[TASK GOAL]: As you look over the data below, please find each line where the word "sweater" appears, then copy it.

____ DATA PROVIDED

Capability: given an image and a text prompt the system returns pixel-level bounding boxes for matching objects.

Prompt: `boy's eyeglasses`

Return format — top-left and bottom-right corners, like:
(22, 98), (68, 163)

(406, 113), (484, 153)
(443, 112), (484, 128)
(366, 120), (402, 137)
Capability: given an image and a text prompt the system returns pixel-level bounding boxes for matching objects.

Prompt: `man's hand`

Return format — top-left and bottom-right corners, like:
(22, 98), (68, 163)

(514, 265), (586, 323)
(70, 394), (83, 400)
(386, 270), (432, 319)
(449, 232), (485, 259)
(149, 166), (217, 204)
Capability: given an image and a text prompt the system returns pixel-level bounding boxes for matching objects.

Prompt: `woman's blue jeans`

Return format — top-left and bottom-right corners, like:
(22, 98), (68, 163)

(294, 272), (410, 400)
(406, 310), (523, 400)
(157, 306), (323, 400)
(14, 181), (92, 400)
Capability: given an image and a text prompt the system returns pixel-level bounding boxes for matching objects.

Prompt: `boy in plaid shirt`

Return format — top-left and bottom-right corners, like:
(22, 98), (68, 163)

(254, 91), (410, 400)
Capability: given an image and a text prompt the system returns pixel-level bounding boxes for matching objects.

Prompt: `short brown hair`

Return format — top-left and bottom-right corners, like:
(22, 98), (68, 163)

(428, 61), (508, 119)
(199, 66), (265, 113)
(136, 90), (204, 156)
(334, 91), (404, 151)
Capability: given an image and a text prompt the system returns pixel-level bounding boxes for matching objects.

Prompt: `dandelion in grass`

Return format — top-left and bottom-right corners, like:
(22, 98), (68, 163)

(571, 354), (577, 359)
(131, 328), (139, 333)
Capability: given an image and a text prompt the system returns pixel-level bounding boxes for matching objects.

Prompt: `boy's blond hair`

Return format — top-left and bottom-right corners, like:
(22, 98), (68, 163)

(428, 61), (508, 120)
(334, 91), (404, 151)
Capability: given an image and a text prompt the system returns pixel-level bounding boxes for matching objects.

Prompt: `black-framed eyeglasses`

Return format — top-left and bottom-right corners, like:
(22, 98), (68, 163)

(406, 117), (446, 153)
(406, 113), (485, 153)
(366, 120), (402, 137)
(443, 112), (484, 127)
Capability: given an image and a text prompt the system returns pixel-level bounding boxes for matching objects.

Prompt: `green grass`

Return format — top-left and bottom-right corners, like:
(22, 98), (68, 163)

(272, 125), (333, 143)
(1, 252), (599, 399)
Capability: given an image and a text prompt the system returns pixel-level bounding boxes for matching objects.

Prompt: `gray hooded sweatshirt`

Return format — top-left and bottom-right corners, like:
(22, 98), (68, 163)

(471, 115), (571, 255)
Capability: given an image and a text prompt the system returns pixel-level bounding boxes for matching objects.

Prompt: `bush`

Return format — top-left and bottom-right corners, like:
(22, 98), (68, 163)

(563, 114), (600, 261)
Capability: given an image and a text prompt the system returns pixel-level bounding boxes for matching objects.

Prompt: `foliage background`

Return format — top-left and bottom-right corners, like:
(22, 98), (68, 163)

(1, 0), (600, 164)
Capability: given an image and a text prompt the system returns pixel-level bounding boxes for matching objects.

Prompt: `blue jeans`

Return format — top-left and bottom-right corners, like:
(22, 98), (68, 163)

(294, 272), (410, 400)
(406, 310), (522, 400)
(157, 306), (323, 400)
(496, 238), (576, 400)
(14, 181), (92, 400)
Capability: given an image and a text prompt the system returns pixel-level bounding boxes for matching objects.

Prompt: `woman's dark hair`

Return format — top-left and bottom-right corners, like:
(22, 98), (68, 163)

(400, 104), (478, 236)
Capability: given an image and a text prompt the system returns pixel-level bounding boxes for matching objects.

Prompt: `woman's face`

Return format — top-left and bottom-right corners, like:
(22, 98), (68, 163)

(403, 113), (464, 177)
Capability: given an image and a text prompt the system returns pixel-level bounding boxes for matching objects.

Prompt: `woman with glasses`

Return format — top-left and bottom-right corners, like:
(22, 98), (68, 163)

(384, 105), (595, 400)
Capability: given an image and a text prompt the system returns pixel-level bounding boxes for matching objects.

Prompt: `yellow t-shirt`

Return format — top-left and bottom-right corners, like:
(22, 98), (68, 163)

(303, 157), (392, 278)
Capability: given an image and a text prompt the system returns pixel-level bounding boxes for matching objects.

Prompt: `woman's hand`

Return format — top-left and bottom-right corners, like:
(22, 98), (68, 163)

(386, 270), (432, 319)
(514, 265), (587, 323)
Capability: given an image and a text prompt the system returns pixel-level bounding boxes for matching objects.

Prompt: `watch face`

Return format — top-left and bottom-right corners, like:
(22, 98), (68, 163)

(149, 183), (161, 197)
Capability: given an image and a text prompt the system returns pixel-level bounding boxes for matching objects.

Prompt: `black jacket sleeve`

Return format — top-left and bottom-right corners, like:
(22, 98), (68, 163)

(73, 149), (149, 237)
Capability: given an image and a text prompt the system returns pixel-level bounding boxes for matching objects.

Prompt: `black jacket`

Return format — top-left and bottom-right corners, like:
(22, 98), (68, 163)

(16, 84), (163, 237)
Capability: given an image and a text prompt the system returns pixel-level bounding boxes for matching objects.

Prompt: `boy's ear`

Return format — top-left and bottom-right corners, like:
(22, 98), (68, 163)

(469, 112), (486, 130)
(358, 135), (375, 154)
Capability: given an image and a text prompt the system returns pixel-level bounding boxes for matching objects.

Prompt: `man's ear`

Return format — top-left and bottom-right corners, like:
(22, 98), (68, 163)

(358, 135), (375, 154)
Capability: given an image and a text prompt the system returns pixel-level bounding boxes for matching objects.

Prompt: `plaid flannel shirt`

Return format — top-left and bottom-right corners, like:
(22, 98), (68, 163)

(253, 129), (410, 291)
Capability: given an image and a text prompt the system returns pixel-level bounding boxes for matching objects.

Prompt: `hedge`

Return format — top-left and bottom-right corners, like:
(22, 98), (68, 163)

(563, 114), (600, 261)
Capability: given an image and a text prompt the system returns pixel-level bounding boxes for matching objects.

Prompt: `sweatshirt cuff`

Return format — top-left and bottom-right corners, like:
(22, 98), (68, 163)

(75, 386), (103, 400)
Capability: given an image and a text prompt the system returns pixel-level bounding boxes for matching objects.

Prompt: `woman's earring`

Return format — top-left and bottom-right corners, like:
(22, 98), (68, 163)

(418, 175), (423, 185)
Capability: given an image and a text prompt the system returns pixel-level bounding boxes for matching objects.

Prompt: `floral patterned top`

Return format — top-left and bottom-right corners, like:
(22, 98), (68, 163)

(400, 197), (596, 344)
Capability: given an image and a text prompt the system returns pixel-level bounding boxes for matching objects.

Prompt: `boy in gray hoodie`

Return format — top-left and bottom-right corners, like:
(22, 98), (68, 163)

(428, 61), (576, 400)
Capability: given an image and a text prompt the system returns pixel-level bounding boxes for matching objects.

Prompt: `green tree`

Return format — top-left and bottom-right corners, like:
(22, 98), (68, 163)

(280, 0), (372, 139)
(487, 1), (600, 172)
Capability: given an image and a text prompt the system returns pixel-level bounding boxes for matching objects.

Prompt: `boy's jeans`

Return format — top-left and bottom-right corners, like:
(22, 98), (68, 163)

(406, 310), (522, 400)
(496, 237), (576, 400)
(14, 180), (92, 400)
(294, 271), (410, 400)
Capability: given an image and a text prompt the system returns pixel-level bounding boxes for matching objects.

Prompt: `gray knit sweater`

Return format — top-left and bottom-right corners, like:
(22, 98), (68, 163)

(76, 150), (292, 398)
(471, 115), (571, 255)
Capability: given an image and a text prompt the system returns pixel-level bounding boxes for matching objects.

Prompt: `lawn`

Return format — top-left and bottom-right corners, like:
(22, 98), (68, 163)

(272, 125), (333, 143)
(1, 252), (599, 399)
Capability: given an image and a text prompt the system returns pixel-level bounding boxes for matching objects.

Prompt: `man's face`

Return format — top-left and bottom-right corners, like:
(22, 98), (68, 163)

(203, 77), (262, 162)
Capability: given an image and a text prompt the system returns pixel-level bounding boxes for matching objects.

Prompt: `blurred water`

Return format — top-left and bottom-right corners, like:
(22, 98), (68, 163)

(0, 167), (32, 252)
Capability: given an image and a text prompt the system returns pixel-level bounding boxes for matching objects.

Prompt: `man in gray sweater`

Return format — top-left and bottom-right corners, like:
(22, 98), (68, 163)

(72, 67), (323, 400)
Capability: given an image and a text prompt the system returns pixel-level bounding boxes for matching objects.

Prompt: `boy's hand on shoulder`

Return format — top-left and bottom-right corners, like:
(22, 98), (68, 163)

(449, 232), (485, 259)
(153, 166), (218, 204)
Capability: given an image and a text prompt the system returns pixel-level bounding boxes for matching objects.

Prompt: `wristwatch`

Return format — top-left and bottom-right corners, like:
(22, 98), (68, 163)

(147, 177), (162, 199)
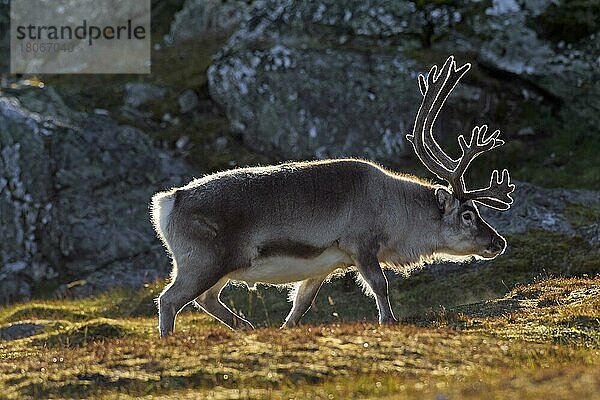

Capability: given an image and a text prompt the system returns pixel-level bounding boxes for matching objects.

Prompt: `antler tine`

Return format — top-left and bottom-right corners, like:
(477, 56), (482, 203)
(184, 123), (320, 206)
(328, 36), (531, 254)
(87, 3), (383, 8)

(422, 60), (471, 172)
(408, 56), (514, 210)
(406, 56), (457, 180)
(463, 169), (515, 210)
(447, 125), (504, 198)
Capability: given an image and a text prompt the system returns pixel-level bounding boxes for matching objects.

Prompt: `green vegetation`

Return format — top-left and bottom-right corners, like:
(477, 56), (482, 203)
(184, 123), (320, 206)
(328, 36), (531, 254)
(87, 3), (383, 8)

(535, 0), (600, 43)
(1, 276), (598, 399)
(564, 203), (600, 229)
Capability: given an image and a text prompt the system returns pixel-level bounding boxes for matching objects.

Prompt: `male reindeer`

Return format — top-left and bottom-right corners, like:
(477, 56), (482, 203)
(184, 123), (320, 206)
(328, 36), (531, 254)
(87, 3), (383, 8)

(151, 56), (515, 336)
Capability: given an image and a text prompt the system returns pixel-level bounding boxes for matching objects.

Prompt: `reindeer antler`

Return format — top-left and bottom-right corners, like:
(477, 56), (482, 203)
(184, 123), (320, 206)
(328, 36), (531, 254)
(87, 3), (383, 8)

(407, 56), (515, 210)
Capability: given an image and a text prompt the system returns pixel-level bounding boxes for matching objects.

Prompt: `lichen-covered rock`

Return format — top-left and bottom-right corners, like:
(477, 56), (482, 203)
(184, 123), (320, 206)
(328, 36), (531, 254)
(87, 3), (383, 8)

(124, 83), (167, 108)
(480, 181), (600, 245)
(474, 0), (600, 128)
(207, 1), (497, 162)
(0, 86), (191, 302)
(209, 46), (420, 160)
(207, 0), (599, 161)
(178, 89), (200, 114)
(166, 0), (250, 44)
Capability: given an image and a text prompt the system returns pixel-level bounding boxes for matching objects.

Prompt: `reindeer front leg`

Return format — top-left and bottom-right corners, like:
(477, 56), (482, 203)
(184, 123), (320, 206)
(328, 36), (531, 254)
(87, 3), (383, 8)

(355, 252), (397, 324)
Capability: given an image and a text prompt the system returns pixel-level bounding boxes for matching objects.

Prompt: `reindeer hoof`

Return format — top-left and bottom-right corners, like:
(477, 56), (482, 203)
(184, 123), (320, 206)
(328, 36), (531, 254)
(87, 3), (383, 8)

(379, 317), (399, 325)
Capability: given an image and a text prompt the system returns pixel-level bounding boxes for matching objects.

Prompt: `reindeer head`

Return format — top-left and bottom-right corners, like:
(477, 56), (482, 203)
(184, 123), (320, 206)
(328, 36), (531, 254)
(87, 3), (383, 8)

(407, 56), (515, 259)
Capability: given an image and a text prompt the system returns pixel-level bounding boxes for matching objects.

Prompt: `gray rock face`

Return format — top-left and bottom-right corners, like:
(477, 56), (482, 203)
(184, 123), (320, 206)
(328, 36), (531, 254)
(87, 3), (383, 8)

(124, 83), (167, 108)
(207, 0), (599, 161)
(480, 181), (599, 245)
(0, 87), (191, 302)
(207, 0), (427, 162)
(209, 46), (419, 160)
(166, 0), (250, 44)
(472, 0), (600, 127)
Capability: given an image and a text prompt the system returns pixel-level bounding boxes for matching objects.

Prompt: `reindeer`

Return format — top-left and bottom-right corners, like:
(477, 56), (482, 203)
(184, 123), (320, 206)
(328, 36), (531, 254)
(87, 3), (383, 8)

(151, 56), (515, 336)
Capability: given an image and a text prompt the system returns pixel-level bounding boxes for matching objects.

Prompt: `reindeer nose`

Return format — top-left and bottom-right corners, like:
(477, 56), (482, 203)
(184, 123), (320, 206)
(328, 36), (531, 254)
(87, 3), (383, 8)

(489, 236), (505, 253)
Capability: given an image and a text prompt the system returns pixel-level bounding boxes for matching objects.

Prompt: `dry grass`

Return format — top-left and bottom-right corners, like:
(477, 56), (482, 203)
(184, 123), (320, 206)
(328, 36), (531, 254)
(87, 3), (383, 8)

(1, 277), (599, 399)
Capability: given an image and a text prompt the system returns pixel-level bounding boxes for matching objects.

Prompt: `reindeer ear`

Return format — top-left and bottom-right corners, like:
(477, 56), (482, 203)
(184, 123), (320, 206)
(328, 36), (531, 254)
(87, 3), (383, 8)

(435, 187), (458, 215)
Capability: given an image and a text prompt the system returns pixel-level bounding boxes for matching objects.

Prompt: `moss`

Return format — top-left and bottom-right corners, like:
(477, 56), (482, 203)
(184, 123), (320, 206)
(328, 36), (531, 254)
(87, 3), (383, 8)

(31, 319), (129, 347)
(150, 0), (187, 41)
(1, 304), (92, 324)
(534, 0), (600, 43)
(439, 278), (600, 347)
(564, 203), (600, 229)
(102, 281), (164, 318)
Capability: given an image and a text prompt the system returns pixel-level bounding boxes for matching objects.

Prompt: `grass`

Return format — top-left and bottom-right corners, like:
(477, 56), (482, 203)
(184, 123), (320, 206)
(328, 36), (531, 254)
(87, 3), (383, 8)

(1, 277), (599, 399)
(1, 226), (599, 399)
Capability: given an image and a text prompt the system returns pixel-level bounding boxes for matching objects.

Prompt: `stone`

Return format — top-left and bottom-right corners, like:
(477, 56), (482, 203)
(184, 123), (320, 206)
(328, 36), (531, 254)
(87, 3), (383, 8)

(166, 0), (250, 45)
(479, 181), (600, 241)
(207, 0), (599, 162)
(209, 46), (420, 160)
(178, 89), (199, 114)
(0, 86), (192, 303)
(124, 83), (167, 108)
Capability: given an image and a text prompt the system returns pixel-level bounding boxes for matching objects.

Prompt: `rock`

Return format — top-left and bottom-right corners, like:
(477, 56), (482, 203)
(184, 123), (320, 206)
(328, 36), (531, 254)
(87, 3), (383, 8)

(517, 127), (535, 136)
(178, 89), (200, 114)
(206, 0), (433, 161)
(124, 83), (167, 108)
(0, 322), (49, 341)
(479, 181), (600, 244)
(0, 86), (192, 303)
(207, 0), (599, 162)
(578, 225), (600, 247)
(166, 0), (250, 44)
(471, 0), (600, 127)
(209, 46), (420, 160)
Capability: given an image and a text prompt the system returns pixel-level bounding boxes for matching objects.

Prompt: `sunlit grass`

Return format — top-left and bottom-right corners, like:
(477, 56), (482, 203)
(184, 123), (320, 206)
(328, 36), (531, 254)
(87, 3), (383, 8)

(1, 276), (599, 399)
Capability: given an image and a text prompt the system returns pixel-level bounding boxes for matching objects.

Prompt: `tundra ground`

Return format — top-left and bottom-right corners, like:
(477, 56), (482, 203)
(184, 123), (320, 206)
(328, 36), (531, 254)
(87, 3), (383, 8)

(2, 271), (599, 399)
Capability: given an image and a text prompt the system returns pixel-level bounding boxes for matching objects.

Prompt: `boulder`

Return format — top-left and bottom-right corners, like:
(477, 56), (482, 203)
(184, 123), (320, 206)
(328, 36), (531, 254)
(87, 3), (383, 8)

(207, 0), (599, 162)
(0, 321), (49, 341)
(0, 86), (192, 302)
(209, 46), (420, 160)
(166, 0), (250, 44)
(480, 181), (600, 244)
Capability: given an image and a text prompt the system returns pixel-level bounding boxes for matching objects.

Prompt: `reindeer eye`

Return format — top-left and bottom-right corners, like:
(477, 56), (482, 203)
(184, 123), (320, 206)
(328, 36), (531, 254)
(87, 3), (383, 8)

(462, 211), (474, 222)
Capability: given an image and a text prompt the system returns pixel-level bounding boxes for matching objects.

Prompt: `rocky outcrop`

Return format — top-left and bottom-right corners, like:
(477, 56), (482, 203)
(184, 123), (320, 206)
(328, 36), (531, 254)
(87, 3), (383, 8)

(207, 0), (599, 162)
(209, 46), (421, 160)
(166, 0), (250, 44)
(0, 86), (191, 302)
(480, 181), (599, 245)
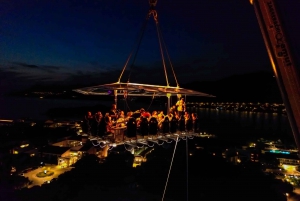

________

[OUTPUT BELOW]:
Prompt: `gray knit sweater`
Prompt: `man in gray sweater`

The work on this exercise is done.